▸ Task statement
Copy the following lines verbatim, keeping every word, mark, and line break unchanged.

begin

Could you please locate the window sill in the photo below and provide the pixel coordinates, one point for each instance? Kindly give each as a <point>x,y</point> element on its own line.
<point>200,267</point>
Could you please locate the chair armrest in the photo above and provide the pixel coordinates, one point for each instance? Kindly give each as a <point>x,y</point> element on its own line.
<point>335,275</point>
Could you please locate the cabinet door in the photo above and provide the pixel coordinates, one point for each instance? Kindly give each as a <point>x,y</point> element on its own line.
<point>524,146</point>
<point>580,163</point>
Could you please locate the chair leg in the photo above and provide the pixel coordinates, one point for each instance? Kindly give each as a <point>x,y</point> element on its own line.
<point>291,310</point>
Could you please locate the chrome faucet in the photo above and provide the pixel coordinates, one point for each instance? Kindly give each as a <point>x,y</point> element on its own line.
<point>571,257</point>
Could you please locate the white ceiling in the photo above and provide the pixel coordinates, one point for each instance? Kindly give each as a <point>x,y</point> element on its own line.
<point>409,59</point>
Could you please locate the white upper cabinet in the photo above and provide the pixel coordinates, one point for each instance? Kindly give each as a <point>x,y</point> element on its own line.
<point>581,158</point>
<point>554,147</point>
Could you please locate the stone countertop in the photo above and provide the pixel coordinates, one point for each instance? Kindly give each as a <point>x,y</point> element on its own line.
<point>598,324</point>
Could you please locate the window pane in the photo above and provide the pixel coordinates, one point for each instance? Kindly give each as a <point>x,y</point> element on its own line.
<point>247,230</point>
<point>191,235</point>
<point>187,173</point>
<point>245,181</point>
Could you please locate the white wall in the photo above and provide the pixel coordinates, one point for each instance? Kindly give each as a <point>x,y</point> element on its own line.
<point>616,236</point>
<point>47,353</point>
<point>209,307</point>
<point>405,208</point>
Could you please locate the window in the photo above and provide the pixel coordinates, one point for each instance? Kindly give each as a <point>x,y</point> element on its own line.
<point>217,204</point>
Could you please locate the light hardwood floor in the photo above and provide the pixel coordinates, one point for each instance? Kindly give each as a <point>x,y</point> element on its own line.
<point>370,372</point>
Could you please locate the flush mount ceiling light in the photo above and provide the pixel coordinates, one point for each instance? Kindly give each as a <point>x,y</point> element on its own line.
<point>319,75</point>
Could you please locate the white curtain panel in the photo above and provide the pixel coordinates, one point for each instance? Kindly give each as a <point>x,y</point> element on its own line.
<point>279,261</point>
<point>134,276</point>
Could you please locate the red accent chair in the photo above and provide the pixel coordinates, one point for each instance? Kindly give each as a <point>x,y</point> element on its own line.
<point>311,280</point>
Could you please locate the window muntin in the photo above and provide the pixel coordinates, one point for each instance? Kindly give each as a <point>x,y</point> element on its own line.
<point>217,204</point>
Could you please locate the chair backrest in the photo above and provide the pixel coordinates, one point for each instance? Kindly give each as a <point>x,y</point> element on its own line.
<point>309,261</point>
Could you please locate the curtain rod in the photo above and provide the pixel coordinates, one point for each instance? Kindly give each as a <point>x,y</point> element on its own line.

end

▸ Result for this task
Could you please locate the window sill in the photo below and provide the pixel coordinates, one point for each instance? Kindly give each as a <point>x,y</point> element on its own line.
<point>200,267</point>
Could you please locate the chair armrest in the photo above and provide the pixel coordinates, one point for each instance? Kindly give each as a <point>x,y</point> element on its own line.
<point>335,275</point>
Could you please locate the cabinet door in the photo above and provide the pixel coordinates, one point for each instance? Kindly give each as a <point>x,y</point> element on its own line.
<point>524,146</point>
<point>580,163</point>
Could you please locate the chair leg in the photo above and provide the pixel coordinates, one point for each instance? Kindly give each as a <point>x,y</point> element on its own line.
<point>291,310</point>
Could you please locate the chrome faucet in the photo above and provide the pixel coordinates, one point for each instance? Kindly give each as a <point>x,y</point> element on its own line.
<point>571,257</point>
Could you please locate the white ceiling in the photo above and provide the pixel coordinates, one point for each instance? Kindly give each as a <point>x,y</point> element on its own line.
<point>409,59</point>
Could you please locate the white upper cabinet in the photo above and provide the pixel coordinates, one point for each instance? Kindly give each as a <point>x,y</point> element on its own line.
<point>581,158</point>
<point>554,147</point>
Could you please locate the stone countertop in the photo above and provide the pixel coordinates, one point for each instance? Kindly give each as a <point>x,y</point> element on its own line.
<point>598,324</point>
Could you please locate the window pane in the photo above and provide the pixel coordinates, one point for each instance? Kindly give each as a <point>x,y</point> element on its own line.
<point>247,230</point>
<point>191,235</point>
<point>187,173</point>
<point>245,181</point>
Could you please locate the white wall in the photo above and provide the pixel coordinates, one point for each instance? Kindly give each as a <point>x,y</point> element on its own line.
<point>616,236</point>
<point>47,353</point>
<point>209,307</point>
<point>405,208</point>
Could you please locate the window in the photo above and provide the pixel coordinates, one point for each instance? Kindly give each as a <point>x,y</point> element on its own line.
<point>217,204</point>
Could you please locate the light hardwood floor in the photo above and provide the pixel coordinates, one point for each instance? Kindly give each as a <point>x,y</point> element on its own line.
<point>370,372</point>
Could you please locate the flush mount ceiling light in the photo above and provide the pixel coordinates, one point for each instance? Kindly give each as a <point>x,y</point> element on its own line.
<point>319,75</point>
Could you please locate the white curtain panel in the photo above and provide the pixel coordinates, one point for each instance? Kindly give each as a <point>x,y</point> element on its own line.
<point>279,261</point>
<point>134,276</point>
Could you please locate the red accent chair in the photo above and provide the pixel coordinates, one point for each instance? Kindly give each as a <point>x,y</point> element on its own line.
<point>311,280</point>
Could you please locate the window muntin in the photo above and provide the pixel coordinates, one point for each instance? Kindly give each as a <point>x,y</point> element on its own line.
<point>217,204</point>
Could you please locate the chair backrest in the photo above and provide the pixel coordinates, one point for each instance? Kindly give each as a <point>x,y</point> element on its own line.
<point>309,261</point>
Could you please locate the curtain rod in the photo above and provide the pixel coordinates, one point for each instance? Kindly give each as a <point>x,y</point> element on its own line.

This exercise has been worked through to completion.